==== DATA RECORDS

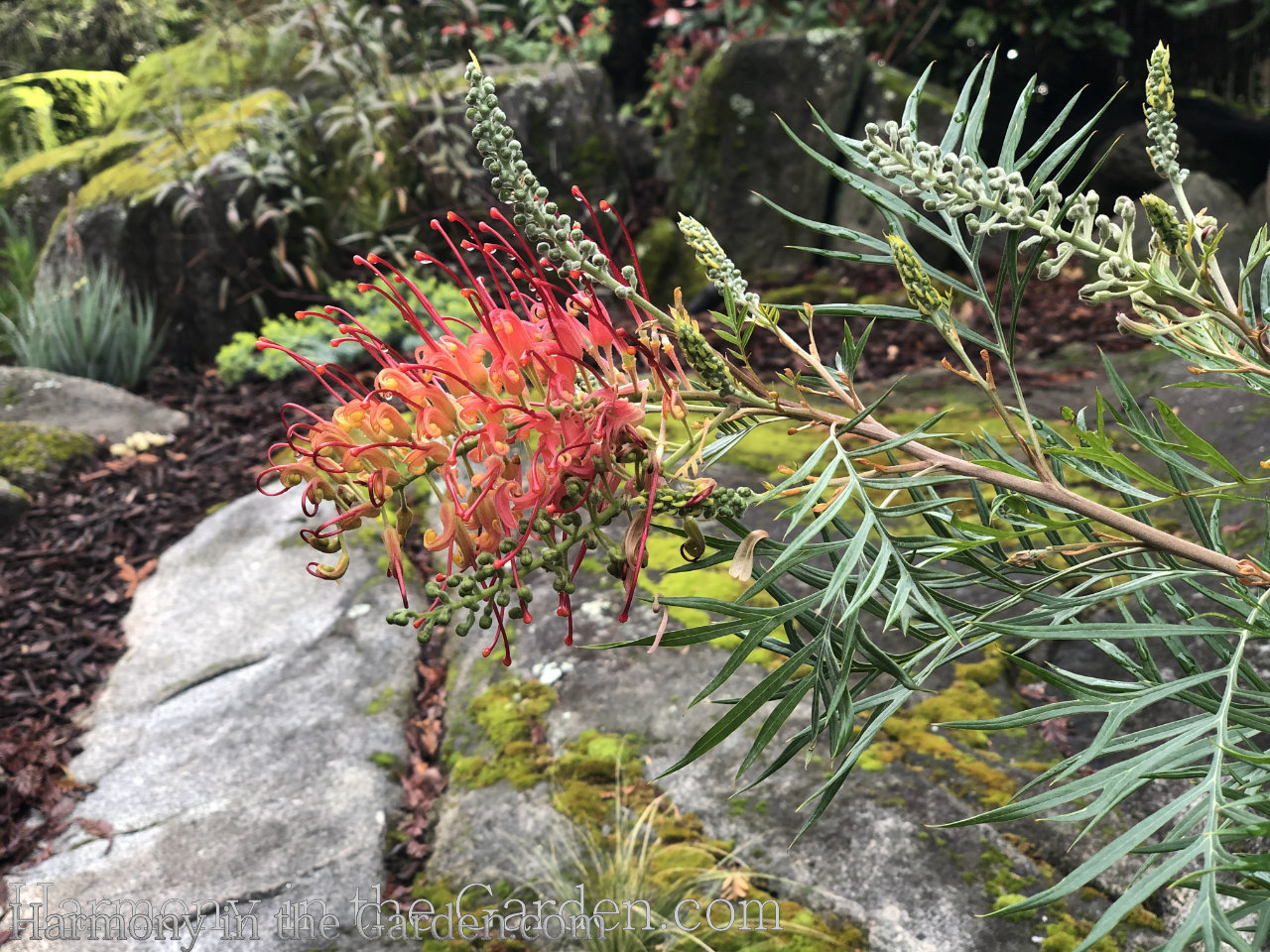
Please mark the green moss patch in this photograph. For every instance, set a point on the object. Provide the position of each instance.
(509, 716)
(89, 155)
(213, 67)
(913, 737)
(31, 453)
(212, 132)
(45, 109)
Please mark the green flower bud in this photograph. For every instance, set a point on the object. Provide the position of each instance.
(1164, 223)
(917, 285)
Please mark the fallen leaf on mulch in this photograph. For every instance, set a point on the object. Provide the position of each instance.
(132, 575)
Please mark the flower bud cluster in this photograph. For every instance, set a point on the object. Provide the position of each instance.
(1166, 230)
(719, 268)
(917, 284)
(553, 234)
(1161, 118)
(726, 503)
(959, 185)
(949, 181)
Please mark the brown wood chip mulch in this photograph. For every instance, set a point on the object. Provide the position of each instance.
(71, 565)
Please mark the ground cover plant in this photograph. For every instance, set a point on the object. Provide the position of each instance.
(552, 431)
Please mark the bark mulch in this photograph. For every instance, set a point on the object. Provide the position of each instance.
(75, 558)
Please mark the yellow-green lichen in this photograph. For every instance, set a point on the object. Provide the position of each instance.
(509, 716)
(155, 166)
(1066, 933)
(86, 155)
(30, 453)
(915, 735)
(56, 107)
(216, 66)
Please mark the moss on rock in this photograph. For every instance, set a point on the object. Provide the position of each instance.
(155, 166)
(214, 66)
(87, 155)
(31, 453)
(56, 107)
(915, 735)
(509, 715)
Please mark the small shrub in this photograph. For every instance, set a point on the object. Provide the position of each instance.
(19, 261)
(91, 327)
(312, 338)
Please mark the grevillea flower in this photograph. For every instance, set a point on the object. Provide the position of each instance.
(525, 417)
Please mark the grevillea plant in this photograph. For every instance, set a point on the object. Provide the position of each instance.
(534, 433)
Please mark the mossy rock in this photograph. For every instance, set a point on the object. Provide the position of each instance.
(729, 145)
(214, 131)
(87, 155)
(45, 109)
(26, 121)
(195, 76)
(37, 188)
(667, 263)
(32, 454)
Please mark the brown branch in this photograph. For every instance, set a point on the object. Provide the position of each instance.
(1242, 570)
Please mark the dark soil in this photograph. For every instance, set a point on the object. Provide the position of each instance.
(72, 562)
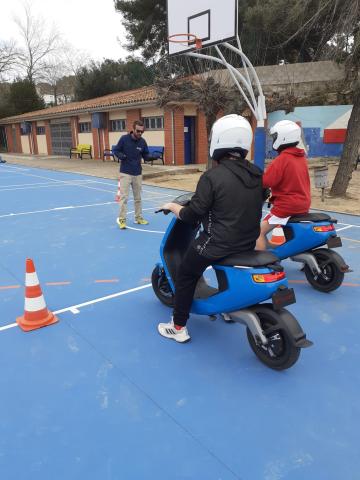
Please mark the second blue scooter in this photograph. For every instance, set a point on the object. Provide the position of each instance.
(310, 240)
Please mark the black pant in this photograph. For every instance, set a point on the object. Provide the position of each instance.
(192, 267)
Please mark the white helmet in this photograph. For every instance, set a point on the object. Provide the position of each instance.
(284, 133)
(230, 133)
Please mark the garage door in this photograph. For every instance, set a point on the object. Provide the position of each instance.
(61, 140)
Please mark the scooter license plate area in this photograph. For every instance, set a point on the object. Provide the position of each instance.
(334, 242)
(283, 297)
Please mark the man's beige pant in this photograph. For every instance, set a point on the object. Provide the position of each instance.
(125, 181)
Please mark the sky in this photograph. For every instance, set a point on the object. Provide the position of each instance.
(92, 26)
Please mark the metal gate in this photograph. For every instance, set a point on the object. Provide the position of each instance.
(61, 139)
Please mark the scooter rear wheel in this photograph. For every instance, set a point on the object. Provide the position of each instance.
(331, 277)
(280, 353)
(162, 287)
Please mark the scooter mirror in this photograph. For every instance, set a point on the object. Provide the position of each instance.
(165, 212)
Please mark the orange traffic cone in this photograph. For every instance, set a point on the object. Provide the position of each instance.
(278, 237)
(117, 196)
(36, 314)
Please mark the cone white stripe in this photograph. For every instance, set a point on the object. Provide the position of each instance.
(31, 279)
(34, 304)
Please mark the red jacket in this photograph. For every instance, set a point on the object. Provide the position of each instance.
(288, 178)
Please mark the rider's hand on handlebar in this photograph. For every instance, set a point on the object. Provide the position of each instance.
(165, 209)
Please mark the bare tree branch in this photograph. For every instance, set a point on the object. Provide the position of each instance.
(39, 43)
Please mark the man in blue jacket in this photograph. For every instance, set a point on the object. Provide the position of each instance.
(130, 149)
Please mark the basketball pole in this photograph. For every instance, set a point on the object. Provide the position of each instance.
(257, 107)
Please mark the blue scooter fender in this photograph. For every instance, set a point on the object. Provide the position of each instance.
(288, 323)
(336, 258)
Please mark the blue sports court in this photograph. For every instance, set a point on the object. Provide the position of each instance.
(101, 395)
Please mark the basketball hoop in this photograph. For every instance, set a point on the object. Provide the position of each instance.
(186, 39)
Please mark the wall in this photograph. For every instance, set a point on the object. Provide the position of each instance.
(155, 137)
(25, 144)
(117, 115)
(86, 138)
(152, 112)
(316, 122)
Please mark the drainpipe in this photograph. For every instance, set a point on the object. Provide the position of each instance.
(99, 143)
(173, 136)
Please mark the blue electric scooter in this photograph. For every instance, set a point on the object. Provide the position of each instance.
(244, 281)
(310, 239)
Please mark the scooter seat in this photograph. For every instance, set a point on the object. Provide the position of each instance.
(310, 217)
(254, 258)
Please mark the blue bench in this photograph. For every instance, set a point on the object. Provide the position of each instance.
(157, 152)
(109, 152)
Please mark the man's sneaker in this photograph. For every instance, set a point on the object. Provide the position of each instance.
(141, 221)
(168, 330)
(121, 222)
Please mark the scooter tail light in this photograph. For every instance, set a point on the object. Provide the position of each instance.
(324, 228)
(268, 277)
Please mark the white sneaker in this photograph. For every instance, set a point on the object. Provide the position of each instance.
(169, 331)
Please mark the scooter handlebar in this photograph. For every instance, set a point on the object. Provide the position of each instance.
(164, 211)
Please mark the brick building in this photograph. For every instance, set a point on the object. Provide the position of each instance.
(101, 121)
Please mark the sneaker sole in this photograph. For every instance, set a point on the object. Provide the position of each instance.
(173, 338)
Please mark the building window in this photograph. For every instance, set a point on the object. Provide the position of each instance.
(118, 125)
(84, 127)
(154, 123)
(40, 130)
(25, 128)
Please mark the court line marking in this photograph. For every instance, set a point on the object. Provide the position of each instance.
(68, 207)
(42, 183)
(75, 308)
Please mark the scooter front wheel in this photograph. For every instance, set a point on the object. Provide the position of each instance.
(331, 277)
(280, 353)
(161, 286)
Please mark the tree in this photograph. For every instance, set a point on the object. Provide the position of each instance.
(39, 44)
(146, 25)
(338, 25)
(111, 76)
(8, 57)
(21, 97)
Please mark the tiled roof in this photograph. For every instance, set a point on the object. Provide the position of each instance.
(138, 96)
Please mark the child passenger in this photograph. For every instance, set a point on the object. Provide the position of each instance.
(288, 178)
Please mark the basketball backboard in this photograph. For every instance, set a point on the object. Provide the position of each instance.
(212, 21)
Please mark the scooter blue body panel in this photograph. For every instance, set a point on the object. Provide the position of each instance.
(242, 290)
(302, 238)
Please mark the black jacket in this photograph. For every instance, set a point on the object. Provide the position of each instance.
(228, 202)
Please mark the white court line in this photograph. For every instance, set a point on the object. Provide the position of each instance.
(143, 230)
(15, 168)
(56, 209)
(52, 185)
(75, 308)
(68, 207)
(65, 182)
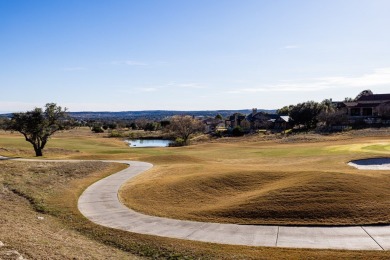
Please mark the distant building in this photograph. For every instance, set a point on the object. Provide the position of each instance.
(261, 120)
(368, 105)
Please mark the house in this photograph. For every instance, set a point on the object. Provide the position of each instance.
(368, 106)
(235, 120)
(213, 125)
(261, 120)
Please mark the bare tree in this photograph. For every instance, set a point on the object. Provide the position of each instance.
(37, 125)
(184, 126)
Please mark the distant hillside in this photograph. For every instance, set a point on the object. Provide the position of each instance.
(158, 114)
(154, 114)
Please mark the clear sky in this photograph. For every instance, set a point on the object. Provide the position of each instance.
(118, 55)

========

**EXERCISE GOAL**
Exactly as they appear above, write out all the entries, but not the images.

**ANSWER SPACE**
Please mark the green moss patch in this photograph. For every instance, set a point on the object. Provide the position of each instance.
(509, 716)
(89, 155)
(213, 67)
(913, 737)
(31, 453)
(212, 132)
(45, 109)
Please mark the green flower bud in this photograph. For every instance, set a point on the object. Provide the position of each instance.
(1164, 223)
(917, 285)
Please mark the fallen leaf on mulch in this photograph. For every instance, set a point on the object. Provide the position of each instance.
(132, 575)
Please mark the flower bud cluster in this photograph. For every instance, set a point on the object. Provide the position of each instance.
(1166, 230)
(719, 268)
(917, 284)
(553, 234)
(1161, 118)
(726, 503)
(959, 185)
(949, 181)
Please mark the brown wood chip mulch in this photograph. For every instance, set a point on the object. Provide the position of each instance.
(71, 565)
Please mark the ground cover plant in this photograph. For every instance, set a point on the object. Provide the position of each instance.
(552, 431)
Please mark the bark mulch in this photograph. For every instance, set a point on the object. Provide the position of each instance.
(75, 558)
Please mark the yellow-green lichen in this photograph. For every instance, set a point on the object. Provide the position of each instance.
(509, 716)
(155, 166)
(1066, 933)
(86, 155)
(30, 453)
(915, 735)
(56, 107)
(216, 66)
Please mark the moss on rock in this photograph. For every instance, set a point on the object. Provide the position of each instance.
(155, 166)
(214, 66)
(87, 155)
(31, 453)
(56, 107)
(915, 735)
(509, 715)
Please mark the small shrub in this photograph. For every instance, set a point on the object. Provide the position of each instance.
(19, 261)
(91, 327)
(312, 338)
Please mark the grevillea flower in this photograph. For every instance, set a point on the object. Provide the position of each instance.
(525, 417)
Please mark the grevillea plant in this photograph. For every instance, set a point on the object. Provide the position of each instance.
(534, 433)
Please mark the mossy rock in this photograph. For every instance, set a point on the object. Provide the position of each instance.
(729, 145)
(214, 131)
(87, 155)
(45, 109)
(26, 121)
(195, 76)
(37, 188)
(667, 263)
(32, 454)
Please mark the brown branch in this photograph. For every instance, set a point on the object. Provide the position of each instance.
(1242, 570)
Please mark the dark soil in this photograph. For every instance, set a point on the object. Provide the position of each instance.
(72, 562)
Please mark the second blue scooter in this photograph. For every instance, set a point on the object. Provide the position of each instance.
(310, 240)
Please mark the black pant in this photograph. For every instance, set a point on the object. Provide the position of each instance.
(192, 267)
Please mark the white helmet in this photograph. For every instance, set a point on the object. Provide the position of each instance.
(284, 133)
(230, 133)
Please mark the garage door in this photograph. For every instance, set a point on the object. Provide the position of each instance.
(61, 140)
Please mark the scooter license plate area in this photograph. For every instance, set a point on the object. Provide the position of each instance.
(334, 242)
(283, 297)
Please mark the man's beige pant in this photograph. For every instance, set a point on the object. Provide the position of each instance.
(125, 181)
Please mark the sky in this photograph. For every instance, set a point on the object. Provide the position of each instance.
(92, 26)
Please mark the metal gate in this photograph. For every instance, set a point on the object. Provide the position of each instance.
(61, 139)
Please mark the scooter rear wheel in this photograph. For every instance, set a point on the object. Provide the position of each instance.
(331, 277)
(280, 353)
(162, 287)
Please mark the scooter mirror in this photograph. For every instance, set a point on the object. Provide the position of each instance.
(165, 212)
Please mark the orange traffic cone in this photograph. For every instance, set a point on the object. Provide the position of each instance.
(278, 237)
(117, 196)
(36, 314)
Please mark the cone white stripe in this photograph. For every instance, set a point on the object. Provide the position of each instance.
(31, 279)
(34, 304)
Please mark the red jacket in this photograph. For every instance, set a point on the object. Provide the position of each instance.
(288, 178)
Please mark the rider's hand on handlebar in this photograph. For every instance, set a point on the object. Provide the position of each instance.
(165, 209)
Please mark the bare tree branch in this photograph. For every instance, set a point on the object. Provide the position of each instance.
(39, 43)
Please mark the man in blue jacket in this photograph. For every instance, set a point on the object. Provide the position of each instance.
(130, 149)
Please mark the basketball pole in this photograph. For every instance, set a point on the object. Provide the position of each instance.
(257, 107)
Please mark the blue scooter fender in this photograph. For every instance, set a point on the object. Provide the position of each instance.
(288, 323)
(336, 258)
Please mark the blue sports court in this photograph. For every instance, set a point on the object. Provide the position of each instance.
(101, 395)
Please mark the basketball hoop in this photograph. For every instance, set a point on the object. Provide the position of each instance.
(186, 39)
Please mark the wall in this photograph. For every instance, set a point on the object. Provide the position of each instance.
(155, 137)
(25, 144)
(117, 115)
(86, 138)
(152, 112)
(316, 122)
Please mark the drainpipe in this photograph. For every instance, set a point on the object. Provide the position of each instance.
(99, 143)
(173, 136)
Please mark the blue electric scooter in this photograph. For every instance, set a point on the object. Provide the position of each instance.
(244, 281)
(310, 239)
Please mark the scooter seat in this photograph. For every instance, set a point on the object. Provide the position of each instance.
(310, 217)
(254, 258)
Please mark the blue bench in this photograph. For every instance, set a point on the object. Provide the position of each instance.
(157, 152)
(109, 152)
Please mark the man's sneaker in this photograph. For every instance, set a point on the object. Provide the position of each instance.
(141, 221)
(168, 330)
(121, 222)
Please mark the scooter tail light in this photograph. For every instance, set a point on the object. Provide the position of each instance.
(324, 228)
(268, 277)
Please mark the white sneaker in this photograph. For every instance, set a point on the object. Provide the position of each instance.
(169, 331)
Please mark the scooter handlebar in this photograph. For every instance, set a point on the object. Provide the position of each instance.
(164, 211)
Please mark the brick building in this photograph. For every instance, set a point on the object. Provide the position of each instance.
(101, 121)
Please mark the sneaker sole in this photograph. For every instance, set a point on the object. Provide the position of each instance.
(173, 338)
Please mark the building window in this photograph. For every instance, set a point on the object. Provide the position of each instance.
(118, 125)
(84, 127)
(154, 123)
(40, 130)
(25, 128)
Please mark the court line marking in this photograph. For every instance, set a point on the object. Provide the position of each instance.
(68, 207)
(42, 183)
(75, 308)
Please mark the scooter front wheel in this photograph. For every instance, set a point on the object. Provide the position of each instance.
(331, 277)
(280, 353)
(161, 286)
Please mark the tree in this photograph. For every instance, set a point on the object. Provide the position of each instance.
(39, 44)
(146, 25)
(338, 25)
(111, 76)
(8, 57)
(21, 97)
Please mark the tiled roof in this photograph. For every instance, set a point on the object. Provide the position of each instance.
(138, 96)
Please mark the child passenger in this photograph. For every instance, set a point on the object. Provide the position of each instance.
(288, 178)
Please mark the basketball backboard in this photograph. For every instance, set a point on the object. Provide the position of each instance.
(212, 21)
Please mark the scooter blue body panel in this photograph. For every instance, set a point on the object. Provide the position of each instance.
(242, 290)
(302, 238)
Please mark the black jacket in this photograph. For every instance, set a point on the object. Provide the position of each instance.
(228, 202)
Please mark the white court line in this photograph. For every instance, set a point on the object. Provide the position of each instance.
(143, 230)
(15, 168)
(56, 209)
(52, 185)
(75, 308)
(68, 207)
(65, 182)
Please mark the distant building in this photograph. For every instance, set a point on the object. Provide the position of each instance.
(261, 120)
(368, 105)
Please mark the house in this photograph. For every instance, set a point on the object. Provide the position of each instance.
(368, 106)
(235, 120)
(213, 125)
(261, 120)
Please mark the bare tree in this photograph. For every instance, set a point on the object. Provide the position of each instance.
(37, 125)
(184, 126)
Please mark the distant hillside in this photograph. For every instance, set a point on the object. Provide the position of each instance.
(158, 114)
(154, 114)
Please mark the clear sky in this photograph. For every instance, set a point on the object. Provide the position of each instance.
(118, 55)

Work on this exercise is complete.